▶ **LIST OF TASKS**
a) List the challenges that the PhD defence announcement says have hampered traditional approaches to protein inference and peptide sequencing.
b) According to the PhD defence announcement, who are Zheng Ma's supervisors?
c) Continue the PhD defence announcement from the point where it stops.

▶ **TEXT SEGMENT**
——————————

Please note: This PhD defence will take place online.
Zheng Ma, PhD candidate
David R. Cheriton School of Computer Science
Supervisors: Professors Ali Ghodsi, Ming Li
Proteomic analysis plays a central role in unraveling the complex molecular underpinnings of biological systems. However, traditional approaches to protein inference and peptide sequencing have been hampered by challenges such as data complexity, label scarcity, and spectral noise. In this thesis, we leverage advanced deep learning techniques to address these challenges, thereby expanding the efficacy of proteomic analyses.

——————————

▶ **LISTED ENTRIES**
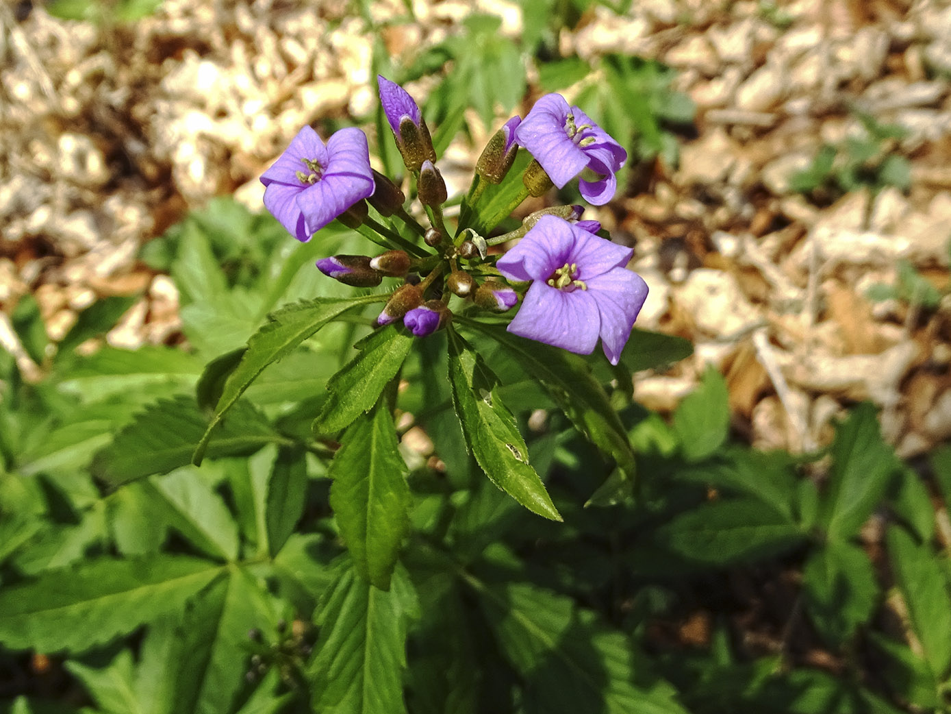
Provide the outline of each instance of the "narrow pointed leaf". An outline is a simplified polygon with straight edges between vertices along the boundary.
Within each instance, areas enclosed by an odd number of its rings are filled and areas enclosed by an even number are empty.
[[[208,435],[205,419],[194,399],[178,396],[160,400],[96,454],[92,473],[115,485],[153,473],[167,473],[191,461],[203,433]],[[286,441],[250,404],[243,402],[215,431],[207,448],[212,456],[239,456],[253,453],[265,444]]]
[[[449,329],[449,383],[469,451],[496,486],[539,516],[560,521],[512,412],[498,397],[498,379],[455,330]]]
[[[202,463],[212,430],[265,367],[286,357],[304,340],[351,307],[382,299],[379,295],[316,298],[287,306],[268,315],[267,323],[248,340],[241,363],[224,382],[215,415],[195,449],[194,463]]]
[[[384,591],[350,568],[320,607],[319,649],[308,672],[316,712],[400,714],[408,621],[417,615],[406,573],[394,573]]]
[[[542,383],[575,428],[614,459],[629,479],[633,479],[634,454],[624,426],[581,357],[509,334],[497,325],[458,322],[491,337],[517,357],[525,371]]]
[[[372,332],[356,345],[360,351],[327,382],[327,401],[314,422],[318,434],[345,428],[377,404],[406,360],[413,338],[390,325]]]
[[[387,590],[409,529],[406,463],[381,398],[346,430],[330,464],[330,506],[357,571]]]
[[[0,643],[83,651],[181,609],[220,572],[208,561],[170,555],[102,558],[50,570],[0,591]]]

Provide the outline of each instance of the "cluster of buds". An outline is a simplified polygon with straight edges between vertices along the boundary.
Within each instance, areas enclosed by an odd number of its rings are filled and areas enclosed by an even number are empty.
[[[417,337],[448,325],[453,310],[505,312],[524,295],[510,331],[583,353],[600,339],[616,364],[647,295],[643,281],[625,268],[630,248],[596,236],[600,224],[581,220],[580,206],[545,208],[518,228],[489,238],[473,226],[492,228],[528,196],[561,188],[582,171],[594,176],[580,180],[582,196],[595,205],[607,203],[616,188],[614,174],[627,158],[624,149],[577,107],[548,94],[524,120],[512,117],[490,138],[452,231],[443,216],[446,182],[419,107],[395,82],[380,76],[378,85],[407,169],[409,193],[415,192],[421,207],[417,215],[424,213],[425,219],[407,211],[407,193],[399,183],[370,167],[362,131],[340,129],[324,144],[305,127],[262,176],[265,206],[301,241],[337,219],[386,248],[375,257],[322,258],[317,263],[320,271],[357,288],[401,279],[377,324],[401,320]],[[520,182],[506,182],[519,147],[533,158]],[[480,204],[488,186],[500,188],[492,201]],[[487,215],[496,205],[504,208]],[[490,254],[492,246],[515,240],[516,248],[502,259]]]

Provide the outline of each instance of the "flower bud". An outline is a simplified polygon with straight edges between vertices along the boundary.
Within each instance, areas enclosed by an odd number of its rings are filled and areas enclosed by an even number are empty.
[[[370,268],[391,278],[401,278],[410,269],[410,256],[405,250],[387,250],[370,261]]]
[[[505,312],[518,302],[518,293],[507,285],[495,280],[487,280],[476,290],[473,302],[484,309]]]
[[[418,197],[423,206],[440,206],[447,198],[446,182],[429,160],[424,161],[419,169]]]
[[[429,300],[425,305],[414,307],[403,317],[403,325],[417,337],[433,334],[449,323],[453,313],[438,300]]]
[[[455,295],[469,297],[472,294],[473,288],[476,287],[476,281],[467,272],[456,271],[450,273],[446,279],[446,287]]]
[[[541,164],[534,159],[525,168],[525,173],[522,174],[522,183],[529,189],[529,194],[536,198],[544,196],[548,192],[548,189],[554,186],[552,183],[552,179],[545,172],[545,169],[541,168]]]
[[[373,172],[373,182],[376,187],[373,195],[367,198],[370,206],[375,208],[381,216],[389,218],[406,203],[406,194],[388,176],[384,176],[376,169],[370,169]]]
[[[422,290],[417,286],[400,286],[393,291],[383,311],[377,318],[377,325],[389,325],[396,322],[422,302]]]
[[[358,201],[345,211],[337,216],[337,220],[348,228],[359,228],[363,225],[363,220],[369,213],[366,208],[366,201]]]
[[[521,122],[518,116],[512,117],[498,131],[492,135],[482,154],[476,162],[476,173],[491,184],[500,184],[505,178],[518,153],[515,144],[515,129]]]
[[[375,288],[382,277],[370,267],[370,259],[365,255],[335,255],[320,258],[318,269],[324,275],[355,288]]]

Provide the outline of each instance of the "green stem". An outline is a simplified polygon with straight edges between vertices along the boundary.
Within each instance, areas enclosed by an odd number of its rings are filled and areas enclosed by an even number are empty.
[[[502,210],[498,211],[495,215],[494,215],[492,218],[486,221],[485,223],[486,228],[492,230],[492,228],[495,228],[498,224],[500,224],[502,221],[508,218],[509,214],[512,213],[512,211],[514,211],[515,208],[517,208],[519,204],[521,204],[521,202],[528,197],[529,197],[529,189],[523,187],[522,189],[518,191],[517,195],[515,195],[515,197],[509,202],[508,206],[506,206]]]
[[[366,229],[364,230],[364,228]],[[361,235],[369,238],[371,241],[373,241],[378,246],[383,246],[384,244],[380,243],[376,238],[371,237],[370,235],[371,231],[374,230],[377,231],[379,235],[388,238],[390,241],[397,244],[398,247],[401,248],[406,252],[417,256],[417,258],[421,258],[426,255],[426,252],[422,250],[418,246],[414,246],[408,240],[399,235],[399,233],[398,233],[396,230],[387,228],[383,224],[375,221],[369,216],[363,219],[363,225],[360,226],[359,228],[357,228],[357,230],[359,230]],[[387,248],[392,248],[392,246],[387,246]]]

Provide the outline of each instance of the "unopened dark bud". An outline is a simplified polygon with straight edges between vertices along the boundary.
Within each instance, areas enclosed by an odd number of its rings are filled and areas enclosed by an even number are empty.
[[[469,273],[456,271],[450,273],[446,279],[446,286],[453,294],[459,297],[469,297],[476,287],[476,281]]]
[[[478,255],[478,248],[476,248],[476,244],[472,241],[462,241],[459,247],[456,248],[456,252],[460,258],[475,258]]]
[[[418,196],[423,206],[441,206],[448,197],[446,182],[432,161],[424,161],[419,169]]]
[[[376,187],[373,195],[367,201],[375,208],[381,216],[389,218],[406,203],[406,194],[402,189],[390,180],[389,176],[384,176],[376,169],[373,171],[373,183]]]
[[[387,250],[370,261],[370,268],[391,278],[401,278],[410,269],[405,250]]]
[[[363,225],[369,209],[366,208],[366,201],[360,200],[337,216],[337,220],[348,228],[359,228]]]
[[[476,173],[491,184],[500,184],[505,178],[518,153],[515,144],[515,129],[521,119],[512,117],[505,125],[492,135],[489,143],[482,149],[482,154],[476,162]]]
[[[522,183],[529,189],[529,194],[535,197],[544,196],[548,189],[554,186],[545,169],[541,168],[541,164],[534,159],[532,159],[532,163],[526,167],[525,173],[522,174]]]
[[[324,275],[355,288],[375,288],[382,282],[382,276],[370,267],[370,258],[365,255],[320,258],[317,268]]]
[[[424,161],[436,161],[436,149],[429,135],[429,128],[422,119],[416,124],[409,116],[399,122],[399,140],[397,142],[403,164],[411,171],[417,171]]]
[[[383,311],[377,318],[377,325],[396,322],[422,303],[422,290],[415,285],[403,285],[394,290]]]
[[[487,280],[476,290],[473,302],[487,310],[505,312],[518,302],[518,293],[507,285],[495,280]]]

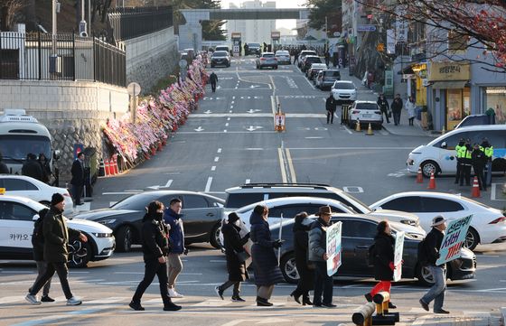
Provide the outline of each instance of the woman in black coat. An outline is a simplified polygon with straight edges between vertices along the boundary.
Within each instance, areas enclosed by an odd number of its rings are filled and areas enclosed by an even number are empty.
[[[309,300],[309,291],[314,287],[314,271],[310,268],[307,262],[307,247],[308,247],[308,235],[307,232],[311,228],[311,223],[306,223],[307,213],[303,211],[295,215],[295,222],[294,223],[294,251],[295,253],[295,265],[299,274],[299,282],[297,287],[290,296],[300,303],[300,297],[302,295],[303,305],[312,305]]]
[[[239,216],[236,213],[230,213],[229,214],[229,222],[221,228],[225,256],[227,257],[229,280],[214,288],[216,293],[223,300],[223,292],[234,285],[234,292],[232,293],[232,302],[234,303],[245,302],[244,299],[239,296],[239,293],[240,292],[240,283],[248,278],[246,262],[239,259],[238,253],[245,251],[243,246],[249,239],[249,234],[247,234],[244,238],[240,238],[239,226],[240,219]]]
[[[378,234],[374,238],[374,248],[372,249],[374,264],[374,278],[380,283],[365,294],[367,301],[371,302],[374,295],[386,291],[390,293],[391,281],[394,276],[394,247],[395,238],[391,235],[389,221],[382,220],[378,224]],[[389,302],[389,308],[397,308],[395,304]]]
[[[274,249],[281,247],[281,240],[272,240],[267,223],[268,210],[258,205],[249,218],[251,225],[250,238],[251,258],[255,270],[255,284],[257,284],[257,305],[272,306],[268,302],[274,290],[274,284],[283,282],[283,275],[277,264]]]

——————————

▶ **RESPONSE LIST**
a)
data complexity
label scarcity
spectral noise

b) Professors Ali Ghodsi and Ming Li.

c)
Our work is organized around three major contributions. First, we introduce GraphPI, a novel protein inference framework that redefines the inference problem as a node classification task within a tripartite graph structure. In GraphPI, proteins, peptides, and peptide-spectrum matches (PSMs) are modeled as interconnected nodes, while edges incorporate features such as peptide identification scores and a specialized peptide-sharing attribute. By harnessing a tailored graph neural network (GNN) architecture inspired by GraphSAGE, our approach effectively aggregates and propagates information across heterogeneous node types. Critically, GraphPI is trained in a semi-supervised manner using pseudo-labels generated from established protein inference methods, combined with hard negative decoy information. This training process not only circumvents the typical bottleneck of limited labeled data but also yields protein scores that generalize across diverse datasets, all while substantially reducing computational overhead relative to Bayesian network–based approaches. Experimental evaluations on multiple benchmark datasets demonstrate that GraphPI delivers competitive accuracy with significant speed improvements, thus paving the way for real-time applications in large-scale proteomic studies.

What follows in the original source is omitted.